Back to Sallie Mae.  My second issue is that their website is confusing and unstable.  When I tried to log in and redownload the IBR form, it was nowhere to be found!  I looked everywhere, even went into the online forms section, and there was no IBR form.  I filled out the “See if You Qualify” preliminary form, and all I got were “error” messages and glitches that sent me to the loan homepage.  I even Googled “Sallie Mae IBR Form” and NOTHING could directly link me to get this document again now that the loans were due!  Notice that the section to submit payment never acts up like this.

Worried, I checked my Downloads folder on my computer, and luckily for us, the previous IBR form I had downloaded was still there.  So, I printed it, filled it out again, got my husband to sign it, and went to upload it online this time.  Simple right?  STILL WRONG!

Sallie Mae is a student loan company, and that’s pretty much all it has ever been.  So, dealing in forms and fees is all they do.  Now, I’ve learned that forms disappear and hide, both online and when physically printed and mailed in, but electronically submitted forms leave a trail that’s harder to lose.  However, despite being a big, money oriented company, Sallie Mae offers a confusing upload process.  You must log in, find the proper section to upload into (I suspect many forms get “rejected” for not going into the proper folder) and then find out that the document you are uploading, no matter how many pages are involved in the form, has to be UNDER 5 MB!

Why is the upload size so small?  Surely they can afford IT professionals and larger capacities to make this a non-issue.  I had to rescan and reformat the document three times to get even two pages to upload without rejection.  This, to me, is like Google blaming the users for click bombing (I’ll let those of you who are unfamiliar with this term look it up yourselves) when Google writes the codes and could easily disable people from multi-clicking advertisements.  If Sallie Mae makes it nearly impossible for you to upload or snail mail your applications for IBR, or other deferment plans, it is still your problem, your fault, and your responsibility.

_Requirement A_: In the Sallie Mae complaint, what size limit applies to an uploaded document?
_Requirement B_: Continue the account of dealing with Sallie Mae from where it ends.

[Records excerpted from a collection]
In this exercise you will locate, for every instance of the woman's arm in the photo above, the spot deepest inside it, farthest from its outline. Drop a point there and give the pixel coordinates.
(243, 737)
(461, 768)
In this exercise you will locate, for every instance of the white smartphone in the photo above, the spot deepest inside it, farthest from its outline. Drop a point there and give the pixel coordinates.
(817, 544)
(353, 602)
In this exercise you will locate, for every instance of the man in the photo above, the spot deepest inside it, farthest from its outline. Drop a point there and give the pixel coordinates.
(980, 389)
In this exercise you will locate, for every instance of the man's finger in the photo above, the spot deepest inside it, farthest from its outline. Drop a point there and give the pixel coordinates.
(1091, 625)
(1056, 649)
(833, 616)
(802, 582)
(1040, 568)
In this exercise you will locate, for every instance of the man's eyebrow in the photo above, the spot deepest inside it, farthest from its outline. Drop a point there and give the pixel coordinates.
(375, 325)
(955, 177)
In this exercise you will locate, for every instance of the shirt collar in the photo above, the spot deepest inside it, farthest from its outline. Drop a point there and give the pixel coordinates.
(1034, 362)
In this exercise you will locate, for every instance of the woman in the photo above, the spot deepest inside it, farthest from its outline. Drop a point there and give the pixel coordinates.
* * *
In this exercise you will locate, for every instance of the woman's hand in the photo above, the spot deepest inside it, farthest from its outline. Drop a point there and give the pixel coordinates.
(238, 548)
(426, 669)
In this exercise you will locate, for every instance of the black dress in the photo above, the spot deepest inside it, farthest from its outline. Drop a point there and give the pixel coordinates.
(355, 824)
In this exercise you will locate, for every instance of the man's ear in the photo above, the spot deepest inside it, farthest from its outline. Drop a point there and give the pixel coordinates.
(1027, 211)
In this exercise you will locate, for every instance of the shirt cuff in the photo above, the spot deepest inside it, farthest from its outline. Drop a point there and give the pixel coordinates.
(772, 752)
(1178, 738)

_Expected output A_: It has to be under 5 MB, no matter how many pages the form has.

_Expected output B_:
I’m sorry, but once you teach the dealers to cheat in a casino to avoid losing money, you’ve ruined the system for everyone, and that is exactly what this is.  Sallie Mae is a company that sets out to make money, the fact that it is government sponsored does not change that fact.  If they were here to help students and truly keep them out of default, forms would be more readily available, uploads would have much larger limitations, and mailed forms would not vanish off the face of the earth.  Funny that I never had an application to apply for student loans or a payment go missing like that, don’t you think?

All companies making a profit WANT you to DEFAULT.  Why?  Because then the government pays your tab AND the bank still gets to come after you for the rest of your life to pay the loans.  The laws have made these loans nearly impossible to discharge in bankruptcy, so the banks can come after you legally for the rest of your life, and inflate you interest rate to just about whatever they want in the process too.

Pretty sweet deal.  You get an education, find no decent paying jobs anywhere, and then have a swelling debt over your head for ages to come.  If that weren’t stressful enough, you have to worry about these petty games when you have no money to pay the loans back, even though these places are supposed to be there to “help” you.  This could only be worse if the loans were private instead of federal!  I am sorry to all of you poor souls with private loans – truly!